Saved data entries:
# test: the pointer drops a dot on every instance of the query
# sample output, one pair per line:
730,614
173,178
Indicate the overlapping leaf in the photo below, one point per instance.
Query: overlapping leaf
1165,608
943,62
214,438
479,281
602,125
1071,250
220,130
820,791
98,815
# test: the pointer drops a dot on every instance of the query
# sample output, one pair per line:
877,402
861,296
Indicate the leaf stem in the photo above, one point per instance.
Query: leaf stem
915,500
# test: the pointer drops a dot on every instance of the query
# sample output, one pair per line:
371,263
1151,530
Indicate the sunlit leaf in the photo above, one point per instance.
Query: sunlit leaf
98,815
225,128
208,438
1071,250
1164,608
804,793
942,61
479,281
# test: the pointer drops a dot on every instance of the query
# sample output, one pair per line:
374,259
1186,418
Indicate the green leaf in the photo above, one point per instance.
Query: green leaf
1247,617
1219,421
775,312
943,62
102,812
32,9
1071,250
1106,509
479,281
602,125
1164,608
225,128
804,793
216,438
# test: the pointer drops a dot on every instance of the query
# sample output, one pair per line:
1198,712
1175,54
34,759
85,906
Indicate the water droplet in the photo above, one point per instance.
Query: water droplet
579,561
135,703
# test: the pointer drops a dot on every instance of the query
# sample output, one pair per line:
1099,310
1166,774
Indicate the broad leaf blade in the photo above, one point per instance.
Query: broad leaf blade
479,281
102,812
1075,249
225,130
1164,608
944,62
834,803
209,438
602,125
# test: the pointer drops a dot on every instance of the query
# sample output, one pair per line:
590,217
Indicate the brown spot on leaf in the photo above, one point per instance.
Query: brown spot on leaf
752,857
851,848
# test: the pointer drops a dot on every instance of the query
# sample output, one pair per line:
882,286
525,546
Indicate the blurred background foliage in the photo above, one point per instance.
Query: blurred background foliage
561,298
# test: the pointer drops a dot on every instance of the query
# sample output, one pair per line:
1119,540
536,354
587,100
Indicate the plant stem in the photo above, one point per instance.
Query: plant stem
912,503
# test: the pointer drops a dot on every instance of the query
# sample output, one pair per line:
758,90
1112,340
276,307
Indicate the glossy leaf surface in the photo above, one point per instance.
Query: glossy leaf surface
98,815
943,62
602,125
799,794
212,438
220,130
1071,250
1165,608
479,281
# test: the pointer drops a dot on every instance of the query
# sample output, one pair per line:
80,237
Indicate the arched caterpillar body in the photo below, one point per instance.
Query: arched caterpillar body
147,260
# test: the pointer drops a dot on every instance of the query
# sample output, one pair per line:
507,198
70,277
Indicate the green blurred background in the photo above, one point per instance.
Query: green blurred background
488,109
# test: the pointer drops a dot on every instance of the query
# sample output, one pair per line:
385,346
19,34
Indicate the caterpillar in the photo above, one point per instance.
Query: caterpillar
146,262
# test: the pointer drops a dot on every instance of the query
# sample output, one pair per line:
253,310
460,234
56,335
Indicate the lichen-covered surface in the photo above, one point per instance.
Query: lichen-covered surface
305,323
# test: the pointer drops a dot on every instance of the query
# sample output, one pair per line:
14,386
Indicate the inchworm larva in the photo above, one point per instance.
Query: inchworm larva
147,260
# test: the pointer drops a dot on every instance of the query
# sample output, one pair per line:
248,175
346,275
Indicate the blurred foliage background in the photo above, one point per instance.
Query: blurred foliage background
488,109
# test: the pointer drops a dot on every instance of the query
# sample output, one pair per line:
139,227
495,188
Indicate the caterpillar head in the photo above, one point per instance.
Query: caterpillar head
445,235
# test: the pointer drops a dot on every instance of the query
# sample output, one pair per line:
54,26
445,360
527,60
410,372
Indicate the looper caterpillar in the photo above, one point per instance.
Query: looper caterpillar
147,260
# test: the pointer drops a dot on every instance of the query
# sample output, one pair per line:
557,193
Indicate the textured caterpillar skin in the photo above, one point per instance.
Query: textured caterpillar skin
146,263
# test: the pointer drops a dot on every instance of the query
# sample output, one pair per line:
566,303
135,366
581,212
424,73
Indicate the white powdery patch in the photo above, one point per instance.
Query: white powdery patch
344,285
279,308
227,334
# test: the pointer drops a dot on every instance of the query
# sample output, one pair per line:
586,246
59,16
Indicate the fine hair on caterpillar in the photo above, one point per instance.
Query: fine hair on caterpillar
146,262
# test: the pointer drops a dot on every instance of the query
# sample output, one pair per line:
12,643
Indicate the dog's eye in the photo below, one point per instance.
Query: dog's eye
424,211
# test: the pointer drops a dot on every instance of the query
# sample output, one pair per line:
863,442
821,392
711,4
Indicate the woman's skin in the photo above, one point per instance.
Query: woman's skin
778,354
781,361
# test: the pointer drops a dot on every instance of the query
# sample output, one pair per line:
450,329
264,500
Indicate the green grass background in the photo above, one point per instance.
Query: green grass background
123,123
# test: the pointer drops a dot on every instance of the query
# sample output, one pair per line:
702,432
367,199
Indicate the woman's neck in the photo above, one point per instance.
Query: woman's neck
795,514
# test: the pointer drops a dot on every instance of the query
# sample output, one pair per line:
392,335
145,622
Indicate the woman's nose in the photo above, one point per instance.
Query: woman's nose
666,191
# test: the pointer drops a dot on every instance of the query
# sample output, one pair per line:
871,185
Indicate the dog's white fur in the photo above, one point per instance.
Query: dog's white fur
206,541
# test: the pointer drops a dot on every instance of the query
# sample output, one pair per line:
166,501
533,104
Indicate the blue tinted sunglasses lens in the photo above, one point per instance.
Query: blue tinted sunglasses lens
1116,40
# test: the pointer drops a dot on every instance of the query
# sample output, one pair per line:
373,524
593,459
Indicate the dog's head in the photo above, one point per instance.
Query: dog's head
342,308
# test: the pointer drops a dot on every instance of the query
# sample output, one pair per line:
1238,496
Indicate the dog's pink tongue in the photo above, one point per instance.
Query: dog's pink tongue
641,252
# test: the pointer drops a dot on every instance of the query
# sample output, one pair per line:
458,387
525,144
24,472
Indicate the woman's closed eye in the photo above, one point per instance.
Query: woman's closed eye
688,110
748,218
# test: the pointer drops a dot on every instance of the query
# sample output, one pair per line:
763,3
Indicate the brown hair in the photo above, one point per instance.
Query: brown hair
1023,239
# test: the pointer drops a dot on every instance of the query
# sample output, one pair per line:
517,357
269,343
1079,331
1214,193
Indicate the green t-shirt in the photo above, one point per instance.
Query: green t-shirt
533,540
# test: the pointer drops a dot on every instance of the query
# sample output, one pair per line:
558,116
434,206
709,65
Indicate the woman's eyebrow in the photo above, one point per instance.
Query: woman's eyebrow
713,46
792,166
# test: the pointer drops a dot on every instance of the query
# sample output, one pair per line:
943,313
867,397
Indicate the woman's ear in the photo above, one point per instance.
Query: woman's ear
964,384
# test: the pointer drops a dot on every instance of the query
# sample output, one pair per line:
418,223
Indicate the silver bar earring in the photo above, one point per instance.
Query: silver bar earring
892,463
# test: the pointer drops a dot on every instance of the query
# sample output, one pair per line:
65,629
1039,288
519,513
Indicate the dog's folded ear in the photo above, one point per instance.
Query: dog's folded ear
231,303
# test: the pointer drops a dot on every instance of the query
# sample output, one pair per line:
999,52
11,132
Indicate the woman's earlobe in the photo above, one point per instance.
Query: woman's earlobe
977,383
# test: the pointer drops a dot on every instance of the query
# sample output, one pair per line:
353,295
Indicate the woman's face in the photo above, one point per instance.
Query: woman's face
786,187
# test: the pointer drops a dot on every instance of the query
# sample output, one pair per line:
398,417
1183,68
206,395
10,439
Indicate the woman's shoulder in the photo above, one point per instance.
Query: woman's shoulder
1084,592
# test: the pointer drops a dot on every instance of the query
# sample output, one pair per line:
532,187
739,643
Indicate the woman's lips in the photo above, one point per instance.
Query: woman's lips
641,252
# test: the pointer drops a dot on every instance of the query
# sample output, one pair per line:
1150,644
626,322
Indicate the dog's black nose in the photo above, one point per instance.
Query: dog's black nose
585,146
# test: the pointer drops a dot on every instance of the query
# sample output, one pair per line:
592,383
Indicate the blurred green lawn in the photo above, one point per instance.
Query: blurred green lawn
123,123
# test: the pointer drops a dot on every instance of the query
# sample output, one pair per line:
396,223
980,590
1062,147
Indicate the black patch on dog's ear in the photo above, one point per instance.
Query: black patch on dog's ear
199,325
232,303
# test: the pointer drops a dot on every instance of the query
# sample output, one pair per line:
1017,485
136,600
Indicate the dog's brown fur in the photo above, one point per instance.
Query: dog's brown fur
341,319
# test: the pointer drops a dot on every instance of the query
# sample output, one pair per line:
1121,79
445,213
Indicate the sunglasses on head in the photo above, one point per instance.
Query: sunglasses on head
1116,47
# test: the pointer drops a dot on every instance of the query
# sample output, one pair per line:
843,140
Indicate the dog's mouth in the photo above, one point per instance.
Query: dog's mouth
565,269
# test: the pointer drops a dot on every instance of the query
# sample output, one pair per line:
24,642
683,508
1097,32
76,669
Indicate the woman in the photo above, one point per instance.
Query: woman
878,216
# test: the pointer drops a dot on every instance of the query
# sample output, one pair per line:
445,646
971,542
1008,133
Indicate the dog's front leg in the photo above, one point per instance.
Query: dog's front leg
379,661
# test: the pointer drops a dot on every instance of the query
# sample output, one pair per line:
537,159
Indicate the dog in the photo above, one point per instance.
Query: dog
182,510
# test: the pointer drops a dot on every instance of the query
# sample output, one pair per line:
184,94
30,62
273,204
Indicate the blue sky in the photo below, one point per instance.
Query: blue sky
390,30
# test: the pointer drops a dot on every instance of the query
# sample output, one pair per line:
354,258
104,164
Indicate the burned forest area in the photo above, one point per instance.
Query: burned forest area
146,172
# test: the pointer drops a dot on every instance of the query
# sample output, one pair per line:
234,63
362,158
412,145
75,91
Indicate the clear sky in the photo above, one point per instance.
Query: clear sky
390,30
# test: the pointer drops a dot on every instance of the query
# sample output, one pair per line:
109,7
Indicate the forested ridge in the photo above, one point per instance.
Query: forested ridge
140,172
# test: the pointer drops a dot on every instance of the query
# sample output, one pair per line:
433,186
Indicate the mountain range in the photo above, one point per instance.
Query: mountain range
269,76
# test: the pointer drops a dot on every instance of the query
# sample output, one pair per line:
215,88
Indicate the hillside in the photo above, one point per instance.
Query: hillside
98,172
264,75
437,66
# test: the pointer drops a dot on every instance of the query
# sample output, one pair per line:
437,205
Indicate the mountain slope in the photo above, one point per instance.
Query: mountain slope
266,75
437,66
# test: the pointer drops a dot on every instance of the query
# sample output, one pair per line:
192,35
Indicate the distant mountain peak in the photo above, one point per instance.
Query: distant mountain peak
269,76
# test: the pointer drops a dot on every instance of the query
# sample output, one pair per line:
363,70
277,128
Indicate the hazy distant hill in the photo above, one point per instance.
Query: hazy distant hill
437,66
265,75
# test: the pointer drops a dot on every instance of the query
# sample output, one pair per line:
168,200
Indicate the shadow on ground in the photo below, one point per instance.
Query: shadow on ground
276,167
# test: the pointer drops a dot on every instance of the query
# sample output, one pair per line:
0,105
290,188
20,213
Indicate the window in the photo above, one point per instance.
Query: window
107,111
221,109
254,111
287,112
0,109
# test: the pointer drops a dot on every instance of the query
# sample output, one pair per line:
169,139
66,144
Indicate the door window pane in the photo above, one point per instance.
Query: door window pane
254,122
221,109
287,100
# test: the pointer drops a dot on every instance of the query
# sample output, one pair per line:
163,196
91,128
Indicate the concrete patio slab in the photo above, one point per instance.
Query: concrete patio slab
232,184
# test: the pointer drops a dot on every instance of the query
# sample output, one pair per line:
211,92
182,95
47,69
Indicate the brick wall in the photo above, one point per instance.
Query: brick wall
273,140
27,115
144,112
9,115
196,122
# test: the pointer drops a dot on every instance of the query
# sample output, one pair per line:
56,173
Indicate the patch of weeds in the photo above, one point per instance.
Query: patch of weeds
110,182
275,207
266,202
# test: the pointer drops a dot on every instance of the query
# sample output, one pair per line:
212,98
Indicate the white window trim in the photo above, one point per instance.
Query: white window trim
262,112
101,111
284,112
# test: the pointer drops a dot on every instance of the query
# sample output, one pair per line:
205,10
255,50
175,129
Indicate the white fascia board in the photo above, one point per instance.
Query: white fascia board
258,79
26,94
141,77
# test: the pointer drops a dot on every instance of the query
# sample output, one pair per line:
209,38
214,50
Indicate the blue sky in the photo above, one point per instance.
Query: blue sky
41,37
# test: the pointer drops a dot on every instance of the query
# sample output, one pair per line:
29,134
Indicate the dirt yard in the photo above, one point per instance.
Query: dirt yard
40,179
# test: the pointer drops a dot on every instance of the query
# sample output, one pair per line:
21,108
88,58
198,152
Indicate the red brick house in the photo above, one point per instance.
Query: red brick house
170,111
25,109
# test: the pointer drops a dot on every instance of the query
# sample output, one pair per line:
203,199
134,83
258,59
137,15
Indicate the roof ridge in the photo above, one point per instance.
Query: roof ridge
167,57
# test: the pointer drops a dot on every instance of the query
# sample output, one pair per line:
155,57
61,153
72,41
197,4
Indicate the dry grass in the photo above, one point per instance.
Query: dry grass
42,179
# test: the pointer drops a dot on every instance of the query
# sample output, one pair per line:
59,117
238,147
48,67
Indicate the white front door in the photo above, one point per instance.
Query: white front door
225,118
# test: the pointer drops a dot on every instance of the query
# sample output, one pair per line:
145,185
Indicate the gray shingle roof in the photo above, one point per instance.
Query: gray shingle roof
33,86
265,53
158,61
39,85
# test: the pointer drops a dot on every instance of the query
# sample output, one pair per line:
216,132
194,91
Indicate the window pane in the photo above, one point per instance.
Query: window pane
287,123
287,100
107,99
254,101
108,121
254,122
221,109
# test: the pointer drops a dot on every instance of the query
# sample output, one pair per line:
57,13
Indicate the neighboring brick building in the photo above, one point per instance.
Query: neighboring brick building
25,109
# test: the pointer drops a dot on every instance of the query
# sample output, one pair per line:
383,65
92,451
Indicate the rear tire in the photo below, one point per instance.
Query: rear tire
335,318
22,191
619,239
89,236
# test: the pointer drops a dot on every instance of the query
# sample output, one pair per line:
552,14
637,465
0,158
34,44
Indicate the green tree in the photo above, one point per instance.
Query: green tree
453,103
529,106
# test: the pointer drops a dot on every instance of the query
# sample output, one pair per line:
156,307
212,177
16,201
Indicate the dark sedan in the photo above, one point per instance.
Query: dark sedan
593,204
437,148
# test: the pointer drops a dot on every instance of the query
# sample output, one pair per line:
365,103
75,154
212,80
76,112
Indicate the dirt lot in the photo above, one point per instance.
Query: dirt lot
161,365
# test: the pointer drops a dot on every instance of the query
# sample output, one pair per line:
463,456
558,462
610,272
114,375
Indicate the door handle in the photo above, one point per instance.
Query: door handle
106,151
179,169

__TASK REQUIREMENTS__
State the number of lines in the records above that contain the word "below". Reply with the number only.

__IN RESPONSE__
6